## begin PROVIDED MATERIAL

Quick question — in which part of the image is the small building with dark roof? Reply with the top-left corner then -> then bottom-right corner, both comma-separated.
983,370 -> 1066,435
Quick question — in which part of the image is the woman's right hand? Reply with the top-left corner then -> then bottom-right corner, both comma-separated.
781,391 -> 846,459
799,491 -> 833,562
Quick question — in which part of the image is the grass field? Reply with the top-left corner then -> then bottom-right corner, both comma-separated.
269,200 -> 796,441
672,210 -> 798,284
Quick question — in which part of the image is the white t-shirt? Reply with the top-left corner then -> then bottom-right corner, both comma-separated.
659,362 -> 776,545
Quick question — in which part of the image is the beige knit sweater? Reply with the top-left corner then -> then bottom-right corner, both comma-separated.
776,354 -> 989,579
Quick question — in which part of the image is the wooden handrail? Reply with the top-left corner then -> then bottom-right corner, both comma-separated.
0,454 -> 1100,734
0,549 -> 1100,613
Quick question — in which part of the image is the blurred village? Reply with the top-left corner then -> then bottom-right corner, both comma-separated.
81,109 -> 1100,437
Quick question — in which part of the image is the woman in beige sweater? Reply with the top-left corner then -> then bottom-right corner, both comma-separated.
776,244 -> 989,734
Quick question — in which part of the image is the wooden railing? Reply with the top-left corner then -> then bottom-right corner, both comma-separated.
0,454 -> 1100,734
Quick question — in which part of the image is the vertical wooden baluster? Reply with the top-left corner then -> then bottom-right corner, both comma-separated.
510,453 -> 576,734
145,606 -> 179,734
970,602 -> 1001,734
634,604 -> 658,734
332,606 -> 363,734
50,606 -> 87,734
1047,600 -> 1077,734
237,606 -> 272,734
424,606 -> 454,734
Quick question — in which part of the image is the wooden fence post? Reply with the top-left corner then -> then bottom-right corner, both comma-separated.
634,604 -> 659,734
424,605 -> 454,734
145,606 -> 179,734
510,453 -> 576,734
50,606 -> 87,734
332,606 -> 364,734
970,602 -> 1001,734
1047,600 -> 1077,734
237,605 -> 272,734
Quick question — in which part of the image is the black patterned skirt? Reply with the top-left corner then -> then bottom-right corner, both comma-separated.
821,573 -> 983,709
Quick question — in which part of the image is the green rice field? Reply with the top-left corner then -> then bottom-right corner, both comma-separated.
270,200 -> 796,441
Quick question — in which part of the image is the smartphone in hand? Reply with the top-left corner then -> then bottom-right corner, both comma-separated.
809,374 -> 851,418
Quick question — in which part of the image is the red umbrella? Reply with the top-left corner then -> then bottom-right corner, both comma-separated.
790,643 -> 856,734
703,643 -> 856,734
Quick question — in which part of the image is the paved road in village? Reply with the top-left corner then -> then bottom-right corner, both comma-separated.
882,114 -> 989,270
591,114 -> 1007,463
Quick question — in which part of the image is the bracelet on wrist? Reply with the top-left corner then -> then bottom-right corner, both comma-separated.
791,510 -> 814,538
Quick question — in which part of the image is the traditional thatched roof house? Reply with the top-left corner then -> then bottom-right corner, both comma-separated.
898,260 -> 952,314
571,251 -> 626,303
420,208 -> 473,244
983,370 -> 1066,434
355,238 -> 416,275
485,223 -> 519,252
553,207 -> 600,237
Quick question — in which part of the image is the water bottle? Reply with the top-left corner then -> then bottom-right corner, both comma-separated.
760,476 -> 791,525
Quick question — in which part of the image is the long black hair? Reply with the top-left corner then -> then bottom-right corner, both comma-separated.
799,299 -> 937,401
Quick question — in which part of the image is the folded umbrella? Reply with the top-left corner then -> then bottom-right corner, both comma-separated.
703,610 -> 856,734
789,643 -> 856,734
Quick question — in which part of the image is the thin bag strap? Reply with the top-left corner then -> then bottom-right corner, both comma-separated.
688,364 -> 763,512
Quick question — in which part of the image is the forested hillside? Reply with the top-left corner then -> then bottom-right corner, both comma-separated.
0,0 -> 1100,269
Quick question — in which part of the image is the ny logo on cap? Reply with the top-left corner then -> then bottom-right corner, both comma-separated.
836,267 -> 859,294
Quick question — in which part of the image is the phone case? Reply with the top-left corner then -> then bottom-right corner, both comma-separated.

## end PROVIDED MATERIAL

■ STATED PROBLEM
Reproduce every one of the rows above verbatim, from the first to the last.

■ EXERCISE OUTPUT
Quick question — in which part of the image is the small building with dark roof? Reply with the top-left corner then -> then bottom-right corner, both comma-separated.
983,370 -> 1066,435
Quick question — in which part of the image is the woman's right hand? Reply with the top-left corner then -> then bottom-right corner, both comma-separated.
781,391 -> 846,459
799,491 -> 833,562
Quick question — in which part of the image is the grass field? Reply with the top-left corner then -> then bottom-right corner, both comma-separated.
269,200 -> 796,441
672,210 -> 798,284
Quick question — in which part of the image is the white t-shirt? Reply with the top-left corner then -> then bottom-right corner, both comma-separated.
659,362 -> 776,545
Quick question — in which part of the image is the beige knit sweater? Reply with the top-left corner then -> then bottom-right corner, both comma-separated.
776,354 -> 989,579
Quick question — in which part of the image is the wooden handrail? Reply with the top-left corner then -> then bottom-right corner, both comma-separated.
0,454 -> 1100,734
0,549 -> 1100,613
Quick question — in which part of the image is the blurred village? Reply with the top-left corner then -> then bottom-right corner, both comma-separated.
81,109 -> 1100,437
Quick question — in which part of the image is the woman in beige sweater? Reply with the top-left corner then -> then bottom-right corner, both comma-separated.
776,244 -> 989,734
Quick question — in which part of the image is the wooden railing? Reply with the top-left corner then -> then bottom-right corner, both comma-separated.
0,454 -> 1100,734
Quick question — in which part of the image is the vertical wooden baluster? Reply with the top-left corner then -> then bottom-right corner, both comma-separated.
510,453 -> 576,734
145,606 -> 179,734
970,602 -> 1001,734
634,604 -> 658,734
332,606 -> 363,734
50,606 -> 87,734
1047,600 -> 1077,734
237,606 -> 272,734
424,606 -> 454,734
Quick question — in which part of the image is the wooden fence post? Reply with the top-left corner then -> then bottom-right corner, both comma-separated.
634,604 -> 659,734
424,605 -> 454,734
145,606 -> 179,734
510,453 -> 576,734
50,606 -> 87,734
332,606 -> 364,734
970,602 -> 1001,734
1047,600 -> 1077,734
237,605 -> 272,734
Quick question — in which part of the image is the black patterned skirt? Reply with the top-left corner then -> then bottom-right corner, both comma-separated.
821,573 -> 983,709
Quick question — in which part of the image is the green rice field? Reply with the top-left corner then -> then bottom-right corner, both comma-separated.
270,200 -> 796,441
Quick question — in which part of the image is the smartphone in hand? Reply with the top-left corner then -> then bottom-right corner, both comma-separated.
809,374 -> 851,418
Quick question — in which part of the image is the red umbrella? Reply with the top-left corner then -> then bottom-right corner, both comma-separated.
790,643 -> 856,734
703,643 -> 856,734
Quick question — in which part of the image is the paved road in village? Reply with the top-left corner then -> then bottom-right corner, both comma-separated.
882,114 -> 989,270
591,114 -> 1007,463
Quick question — in which part of the image is the bracelet on wrist? Reply with the top-left corner then -> then bottom-right corner, both comma-separated.
791,510 -> 814,538
Quick question — in which part of the image is the traditional thatched roof house? Reply with the top-left corner then -> then bottom-right corner, both comma-separated.
898,260 -> 952,314
571,251 -> 626,303
420,208 -> 473,244
983,370 -> 1066,434
355,238 -> 416,275
485,223 -> 519,252
553,207 -> 600,237
Quick question — in which part of the image is the water bottle? Reply with the top-left corner then -> then bottom-right corner, both comma-separated.
760,476 -> 791,525
Quick question — in which part of the image is the long black hair? Reply with the top-left corner then -> then bottom-right corner, both comma-separated.
799,299 -> 937,401
Quick question — in which part of the image is the folded umbrella? Reply with the top-left corner then -> then bottom-right corner, both comma-separated.
703,610 -> 856,734
789,643 -> 856,734
Quick question — in which part of the image is the thin bag strap? Reply with the top-left corner then -> then bottom-right corner, both comma-separated.
688,364 -> 763,512
Quick question — in which part of the image is the forested hillside? Reply with the top-left corner then -> then bottom-right corner, both comma-separated.
0,0 -> 1100,269
Quick question — in which part of the image is the ny logo on cap? Reply with the top-left corner then -> then bottom-right corner, both comma-separated.
836,267 -> 859,294
Quick question — in which part of the image is the phone case? Reply with the top-left corner then -> then bottom-right corner, both comma-separated.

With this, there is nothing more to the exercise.